ENTRIES SUPPLIED:
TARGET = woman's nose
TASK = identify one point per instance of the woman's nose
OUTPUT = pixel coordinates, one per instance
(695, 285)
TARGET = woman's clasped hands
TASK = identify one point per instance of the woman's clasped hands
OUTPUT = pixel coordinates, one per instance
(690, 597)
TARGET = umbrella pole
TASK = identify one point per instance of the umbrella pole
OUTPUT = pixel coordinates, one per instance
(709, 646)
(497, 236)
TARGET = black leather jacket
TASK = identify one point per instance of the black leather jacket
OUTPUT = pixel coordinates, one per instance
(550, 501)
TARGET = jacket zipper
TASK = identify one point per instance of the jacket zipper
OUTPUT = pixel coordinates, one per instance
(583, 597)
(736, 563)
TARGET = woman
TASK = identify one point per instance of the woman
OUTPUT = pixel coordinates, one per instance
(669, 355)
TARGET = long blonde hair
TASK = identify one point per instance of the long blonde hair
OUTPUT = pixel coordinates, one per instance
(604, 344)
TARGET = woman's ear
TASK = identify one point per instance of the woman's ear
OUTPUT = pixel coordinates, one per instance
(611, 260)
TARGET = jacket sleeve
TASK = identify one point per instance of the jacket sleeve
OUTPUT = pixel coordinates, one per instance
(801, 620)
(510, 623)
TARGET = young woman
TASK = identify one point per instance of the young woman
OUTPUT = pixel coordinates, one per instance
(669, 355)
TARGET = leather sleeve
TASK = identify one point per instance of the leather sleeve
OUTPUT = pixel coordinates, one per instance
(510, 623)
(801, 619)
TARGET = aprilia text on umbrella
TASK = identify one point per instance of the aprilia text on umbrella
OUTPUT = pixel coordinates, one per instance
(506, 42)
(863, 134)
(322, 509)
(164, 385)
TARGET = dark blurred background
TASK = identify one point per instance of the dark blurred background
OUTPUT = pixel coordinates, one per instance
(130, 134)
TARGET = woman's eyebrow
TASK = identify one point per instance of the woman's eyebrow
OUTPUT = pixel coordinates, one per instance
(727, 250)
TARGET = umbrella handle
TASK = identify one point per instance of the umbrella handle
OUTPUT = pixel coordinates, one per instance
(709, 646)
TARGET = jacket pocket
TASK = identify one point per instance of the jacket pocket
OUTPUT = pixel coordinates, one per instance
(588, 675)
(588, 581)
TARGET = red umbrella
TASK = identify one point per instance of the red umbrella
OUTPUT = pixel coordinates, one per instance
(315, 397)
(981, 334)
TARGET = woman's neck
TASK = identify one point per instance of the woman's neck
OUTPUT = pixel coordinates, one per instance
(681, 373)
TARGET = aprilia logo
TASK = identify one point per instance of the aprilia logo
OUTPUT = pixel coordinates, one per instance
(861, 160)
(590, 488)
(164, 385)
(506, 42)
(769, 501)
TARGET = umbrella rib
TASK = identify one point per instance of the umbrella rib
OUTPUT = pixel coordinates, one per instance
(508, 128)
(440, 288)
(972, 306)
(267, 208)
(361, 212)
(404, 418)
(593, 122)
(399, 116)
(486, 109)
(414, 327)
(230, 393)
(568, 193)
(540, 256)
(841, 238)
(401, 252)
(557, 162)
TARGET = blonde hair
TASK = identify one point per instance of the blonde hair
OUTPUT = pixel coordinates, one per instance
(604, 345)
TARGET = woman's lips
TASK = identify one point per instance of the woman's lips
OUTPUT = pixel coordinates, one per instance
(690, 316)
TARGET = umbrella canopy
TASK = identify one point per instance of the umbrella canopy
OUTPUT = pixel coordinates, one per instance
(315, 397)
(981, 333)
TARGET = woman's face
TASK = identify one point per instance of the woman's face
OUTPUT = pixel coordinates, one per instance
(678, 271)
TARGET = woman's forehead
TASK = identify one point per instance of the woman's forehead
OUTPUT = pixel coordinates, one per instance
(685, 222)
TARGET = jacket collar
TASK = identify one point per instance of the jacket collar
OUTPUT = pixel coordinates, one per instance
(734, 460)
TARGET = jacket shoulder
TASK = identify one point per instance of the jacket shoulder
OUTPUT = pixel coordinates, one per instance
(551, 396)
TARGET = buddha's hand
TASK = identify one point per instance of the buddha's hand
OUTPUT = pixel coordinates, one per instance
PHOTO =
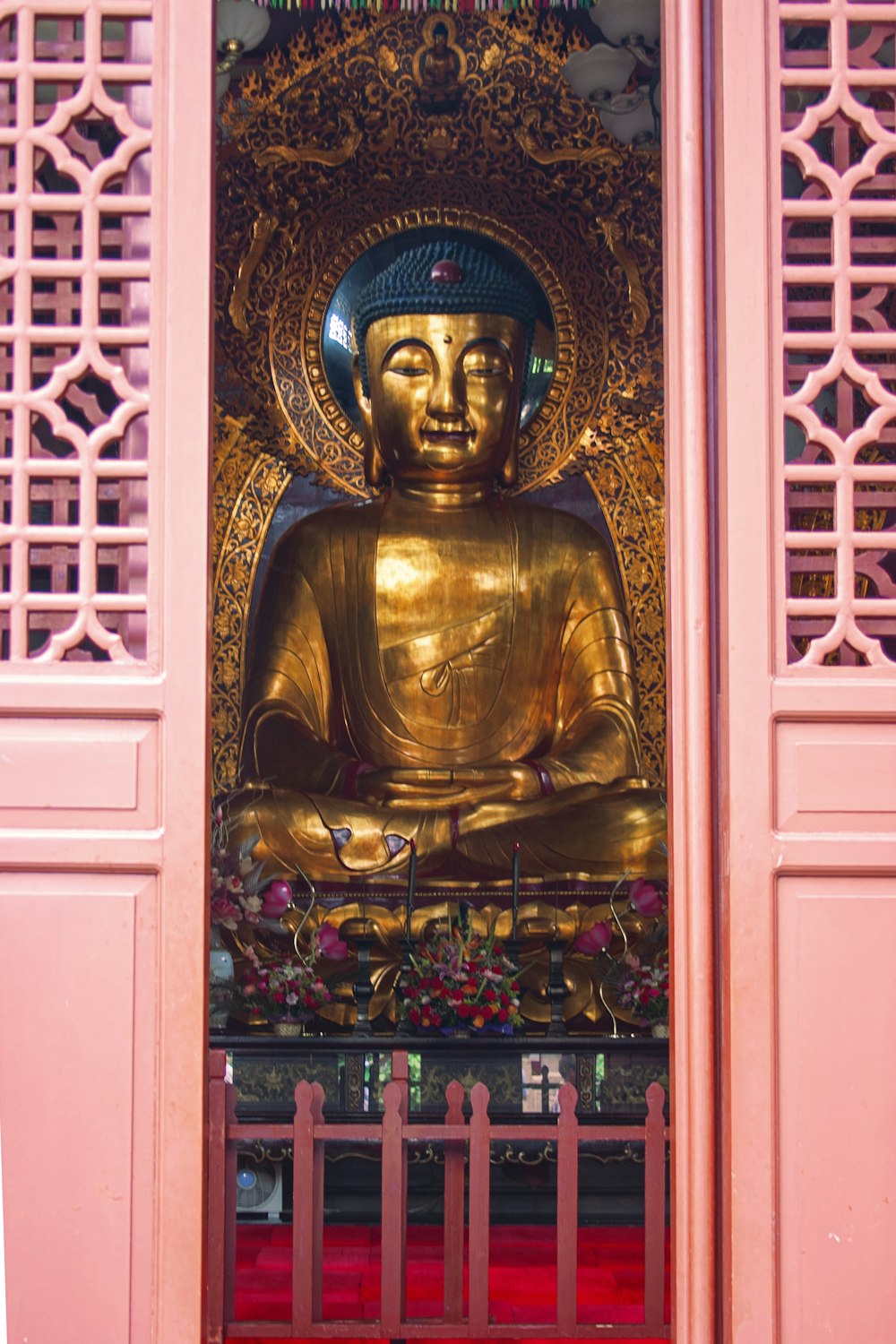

WHAT YOU ARE ASKED TO DO: From the rows above, pull out every line that contains the word "buddha", and copy each one in full.

RESULT:
TARGET = buddha's hand
TASK = identify one point per instance of the buddha's hand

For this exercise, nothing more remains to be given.